§ **PROBLEMA PROPOSTO 1**
Disponha como lista numerada as linhas da listagem que vão de "The function MUST return, for every instance of the utility" até "[[683, 675], [304, 638]]", incluindo as duas, e omita as linhas em branco.

§ **TEXTO SELECIONADO**
== == ==

15 Setembro 2014
Flanco explorado nas campanhas dos adversários Dilma Rousseff (PT) e Aécio Neves (PSDB), a falta de apoio de Marina Silva (PSB) no Congresso, caso vença a disputa em outubro, é tema que divide cientistas políticos entrevistados pelo Valor.
A reportagem é de Cristian Klein, publicada pelo jornal Valor, 12-09-2014.
Para Octavio Amorim, da FGV-Rio, há o risco de que, sem uma ampla base aliada, Marina não termine o mandato, se for abalroada por uma grave crise política ou econômica. Amorim compara a presidenciável a um navio sem lastro. "Pode ser muito grande, poderoso, o capitão pode ser genial, mas sem lastro pode virar a qualquer onda", diz.

== == ==

§ **EXCERTOS DE DADOS**
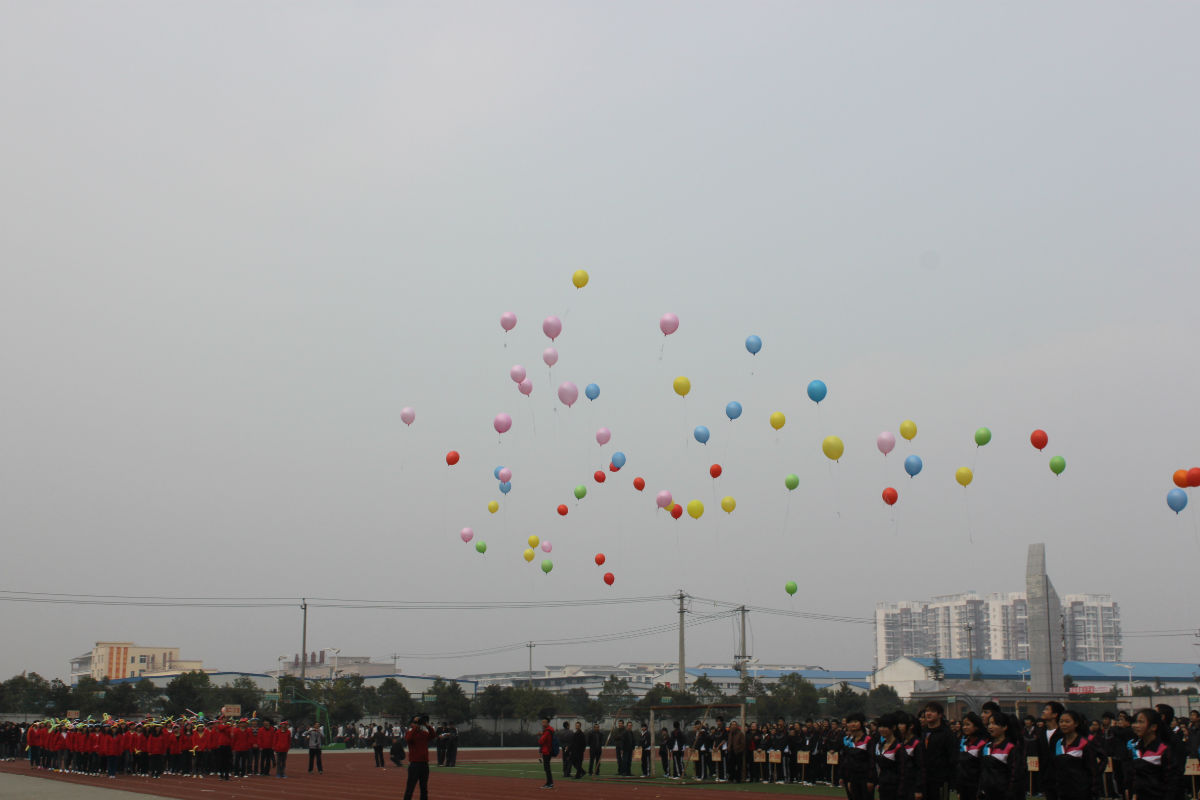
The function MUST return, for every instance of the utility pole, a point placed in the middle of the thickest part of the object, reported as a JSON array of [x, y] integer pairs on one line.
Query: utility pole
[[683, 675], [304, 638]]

== == ==

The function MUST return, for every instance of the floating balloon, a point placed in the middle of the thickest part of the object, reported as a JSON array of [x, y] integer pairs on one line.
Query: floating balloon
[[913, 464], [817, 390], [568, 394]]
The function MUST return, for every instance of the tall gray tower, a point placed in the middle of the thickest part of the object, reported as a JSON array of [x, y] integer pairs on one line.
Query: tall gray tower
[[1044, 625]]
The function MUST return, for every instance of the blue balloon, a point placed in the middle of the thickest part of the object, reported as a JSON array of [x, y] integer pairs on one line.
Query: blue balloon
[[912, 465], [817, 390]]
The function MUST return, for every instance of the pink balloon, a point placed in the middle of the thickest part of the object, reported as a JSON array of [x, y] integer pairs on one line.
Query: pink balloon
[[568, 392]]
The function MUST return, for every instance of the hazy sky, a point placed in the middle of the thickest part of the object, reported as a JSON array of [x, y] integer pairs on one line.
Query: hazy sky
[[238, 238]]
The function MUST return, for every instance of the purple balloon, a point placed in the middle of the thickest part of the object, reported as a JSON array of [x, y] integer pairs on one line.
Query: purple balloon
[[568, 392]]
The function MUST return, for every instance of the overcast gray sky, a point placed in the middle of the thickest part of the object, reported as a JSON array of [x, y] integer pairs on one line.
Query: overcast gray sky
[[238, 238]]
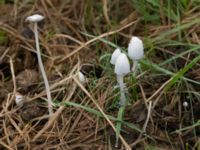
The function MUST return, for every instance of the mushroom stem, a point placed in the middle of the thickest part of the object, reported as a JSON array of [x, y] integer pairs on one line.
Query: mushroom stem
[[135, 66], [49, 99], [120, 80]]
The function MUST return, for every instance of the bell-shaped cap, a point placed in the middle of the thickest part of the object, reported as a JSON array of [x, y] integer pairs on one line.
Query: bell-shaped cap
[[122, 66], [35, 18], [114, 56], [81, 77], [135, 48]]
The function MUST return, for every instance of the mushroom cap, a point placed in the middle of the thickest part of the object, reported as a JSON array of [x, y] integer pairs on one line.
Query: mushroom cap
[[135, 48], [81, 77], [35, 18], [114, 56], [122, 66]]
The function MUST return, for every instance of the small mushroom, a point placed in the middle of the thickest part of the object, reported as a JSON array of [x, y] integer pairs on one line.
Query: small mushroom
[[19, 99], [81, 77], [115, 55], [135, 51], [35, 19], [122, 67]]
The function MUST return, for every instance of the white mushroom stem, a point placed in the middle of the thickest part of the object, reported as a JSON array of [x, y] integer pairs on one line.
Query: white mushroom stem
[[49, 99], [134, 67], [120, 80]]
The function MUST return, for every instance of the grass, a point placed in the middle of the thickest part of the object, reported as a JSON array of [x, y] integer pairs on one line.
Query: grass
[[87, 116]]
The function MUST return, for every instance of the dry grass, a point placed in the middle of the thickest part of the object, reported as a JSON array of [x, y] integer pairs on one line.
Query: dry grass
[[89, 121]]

== == ==

§ **PROBLEMA PROPOSTO 2**
No texto sobre a falta de apoio a Marina Silva no Congresso, a que Octavio Amorim compara a presidenciável?

§ **RESOLUÇÃO DETALHADA 1**
1. The function MUST return, for every instance of the utility pole, a point placed in the middle of the thickest part of the object, reported as a JSON array of [x, y] integer pairs on one line.
2. Query: utility pole
3. [[683, 675], [304, 638]]

§ **RESOLUÇÃO DETALHADA 2**
A um navio sem lastro.